*THE PROBLEM*. Copy the listing below line for line, without changes, and leave the pictures out of your copy.

[Records in a dataset]
=-=-=

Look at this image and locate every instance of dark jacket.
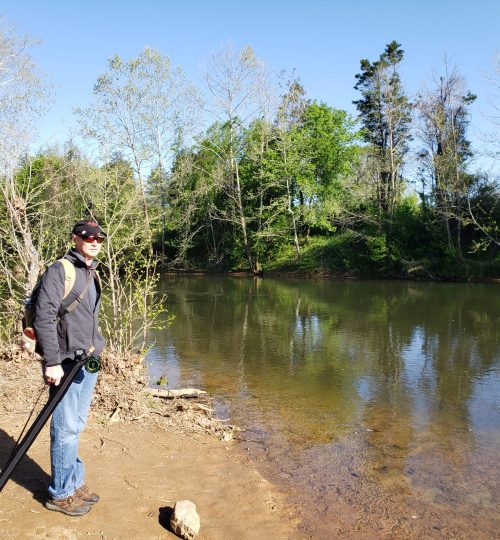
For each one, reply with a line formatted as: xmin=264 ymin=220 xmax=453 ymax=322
xmin=33 ymin=249 xmax=104 ymax=366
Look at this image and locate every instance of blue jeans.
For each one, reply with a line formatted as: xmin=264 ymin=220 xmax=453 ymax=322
xmin=49 ymin=362 xmax=97 ymax=499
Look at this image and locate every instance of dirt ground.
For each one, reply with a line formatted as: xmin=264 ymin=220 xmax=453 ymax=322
xmin=0 ymin=354 xmax=303 ymax=540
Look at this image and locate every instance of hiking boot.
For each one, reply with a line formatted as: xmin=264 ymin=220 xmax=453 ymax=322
xmin=45 ymin=495 xmax=91 ymax=516
xmin=75 ymin=484 xmax=99 ymax=504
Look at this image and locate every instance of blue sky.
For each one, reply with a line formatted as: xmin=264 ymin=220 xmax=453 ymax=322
xmin=0 ymin=0 xmax=500 ymax=171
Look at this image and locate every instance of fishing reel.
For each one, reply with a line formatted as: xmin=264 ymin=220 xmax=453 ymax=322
xmin=75 ymin=349 xmax=101 ymax=373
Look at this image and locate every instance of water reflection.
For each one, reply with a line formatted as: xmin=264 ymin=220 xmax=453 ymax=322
xmin=150 ymin=277 xmax=500 ymax=538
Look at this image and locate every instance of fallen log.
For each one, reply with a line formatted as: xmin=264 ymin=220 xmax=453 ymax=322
xmin=145 ymin=388 xmax=207 ymax=399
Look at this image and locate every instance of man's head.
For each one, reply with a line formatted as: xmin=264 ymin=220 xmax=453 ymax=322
xmin=71 ymin=219 xmax=106 ymax=264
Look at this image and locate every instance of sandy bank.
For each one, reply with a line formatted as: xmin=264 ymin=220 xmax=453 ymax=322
xmin=0 ymin=354 xmax=301 ymax=540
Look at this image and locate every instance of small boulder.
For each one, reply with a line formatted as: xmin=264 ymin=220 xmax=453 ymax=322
xmin=170 ymin=501 xmax=200 ymax=540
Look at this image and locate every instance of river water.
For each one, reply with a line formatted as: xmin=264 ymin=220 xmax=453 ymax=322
xmin=148 ymin=276 xmax=500 ymax=539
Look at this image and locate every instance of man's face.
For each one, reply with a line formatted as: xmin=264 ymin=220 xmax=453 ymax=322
xmin=72 ymin=234 xmax=102 ymax=261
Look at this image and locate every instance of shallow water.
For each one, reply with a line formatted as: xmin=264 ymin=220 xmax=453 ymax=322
xmin=148 ymin=276 xmax=500 ymax=538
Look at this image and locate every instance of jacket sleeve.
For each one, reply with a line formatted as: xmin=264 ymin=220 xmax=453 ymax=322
xmin=33 ymin=262 xmax=65 ymax=366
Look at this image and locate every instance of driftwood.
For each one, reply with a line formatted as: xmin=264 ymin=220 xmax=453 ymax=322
xmin=146 ymin=388 xmax=207 ymax=399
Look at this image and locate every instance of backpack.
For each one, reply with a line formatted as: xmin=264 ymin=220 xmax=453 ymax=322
xmin=21 ymin=259 xmax=91 ymax=352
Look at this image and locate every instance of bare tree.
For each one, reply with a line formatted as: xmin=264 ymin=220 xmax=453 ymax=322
xmin=416 ymin=59 xmax=476 ymax=256
xmin=204 ymin=42 xmax=264 ymax=272
xmin=75 ymin=47 xmax=196 ymax=250
xmin=0 ymin=24 xmax=49 ymax=330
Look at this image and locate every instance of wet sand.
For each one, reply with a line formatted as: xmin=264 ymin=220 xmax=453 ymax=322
xmin=0 ymin=414 xmax=304 ymax=540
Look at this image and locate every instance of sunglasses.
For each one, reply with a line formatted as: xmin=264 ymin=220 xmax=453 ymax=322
xmin=80 ymin=236 xmax=104 ymax=244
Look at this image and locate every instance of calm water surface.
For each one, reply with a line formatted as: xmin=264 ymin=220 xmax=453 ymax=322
xmin=148 ymin=276 xmax=500 ymax=538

=-=-=

*EXERCISE ANSWER*.
Look at this image and locate every instance of dark jacket.
For each one, reply with a line formatted as: xmin=264 ymin=220 xmax=453 ymax=322
xmin=33 ymin=249 xmax=104 ymax=366
Look at this image and locate every instance of blue jeans.
For each one, reply with a line formatted as: xmin=264 ymin=220 xmax=453 ymax=322
xmin=49 ymin=362 xmax=97 ymax=499
Look at this image and locate every instance of dirt ground.
For each one, reply with a line formatted as: xmin=264 ymin=220 xmax=453 ymax=322
xmin=0 ymin=354 xmax=303 ymax=540
Look at this image and locate every instance of hiking boot.
For each one, reply with a line formatted as: xmin=264 ymin=220 xmax=453 ymax=322
xmin=45 ymin=495 xmax=91 ymax=516
xmin=75 ymin=484 xmax=99 ymax=504
Look at this image and locate every instance of blue sky.
For each one, reply with a line formatted as: xmin=264 ymin=220 xmax=453 ymax=322
xmin=0 ymin=0 xmax=500 ymax=171
Look at this image and locate every instance of fishing reel.
For each one, reply with a line formatted as: xmin=264 ymin=220 xmax=453 ymax=322
xmin=75 ymin=349 xmax=101 ymax=373
Look at this image and locate every instance of water reflection.
For each one, reply with a line formatted as: xmin=264 ymin=220 xmax=453 ymax=322
xmin=150 ymin=277 xmax=500 ymax=538
Look at this image and locate every instance of fallen log.
For each one, reply with a line formatted as: xmin=264 ymin=220 xmax=453 ymax=322
xmin=145 ymin=388 xmax=207 ymax=399
Look at this image and locate every instance of man's head.
For each one, reply with a line formatted as: xmin=264 ymin=220 xmax=453 ymax=322
xmin=71 ymin=219 xmax=106 ymax=264
Look at this image and locate every instance of sandy bank.
For each one, reply with a line formatted as: xmin=264 ymin=220 xmax=453 ymax=322
xmin=0 ymin=354 xmax=301 ymax=540
Look at this image and locate every instance of small boulder.
For each one, reply with a line formatted as: xmin=264 ymin=220 xmax=453 ymax=322
xmin=170 ymin=501 xmax=200 ymax=540
Look at this image and locate every instance of river water.
For each one, reply with a line formatted as: xmin=264 ymin=220 xmax=453 ymax=322
xmin=148 ymin=276 xmax=500 ymax=539
Look at this image and locate every instance of man's face.
For each one, reply with a line formatted as: xmin=264 ymin=220 xmax=453 ymax=322
xmin=72 ymin=234 xmax=102 ymax=261
Look at this image and locate every instance of shallow water.
For each one, reply with a line formatted as: xmin=264 ymin=220 xmax=453 ymax=322
xmin=148 ymin=276 xmax=500 ymax=538
Look at this image and locate every instance of jacket sleeve.
For each one, reply with a line formatted as: xmin=264 ymin=220 xmax=453 ymax=322
xmin=33 ymin=262 xmax=65 ymax=366
Look at this image and locate every instance of driftwood.
For each one, reply with a line formatted as: xmin=264 ymin=220 xmax=453 ymax=322
xmin=146 ymin=388 xmax=207 ymax=399
Look at this image and locate every instance of backpack.
For each one, reply with a line formatted as: xmin=264 ymin=220 xmax=453 ymax=322
xmin=21 ymin=259 xmax=91 ymax=352
Look at this image and locate every instance of bare tree.
For each one, reply with a line formatted as: xmin=264 ymin=220 xmax=453 ymax=322
xmin=416 ymin=59 xmax=476 ymax=256
xmin=204 ymin=42 xmax=264 ymax=272
xmin=75 ymin=47 xmax=196 ymax=250
xmin=0 ymin=24 xmax=49 ymax=330
Look at this image and locate every instance of wet sand.
For each one, reply with a line formatted as: xmin=264 ymin=220 xmax=453 ymax=322
xmin=0 ymin=414 xmax=304 ymax=540
Look at this image and locate every instance of sunglasses.
For each one, reply with a line formatted as: xmin=264 ymin=220 xmax=453 ymax=322
xmin=80 ymin=236 xmax=104 ymax=244
Look at this image and locate every instance of calm water surface.
For each one, reply with a line formatted as: xmin=264 ymin=220 xmax=453 ymax=322
xmin=148 ymin=276 xmax=500 ymax=538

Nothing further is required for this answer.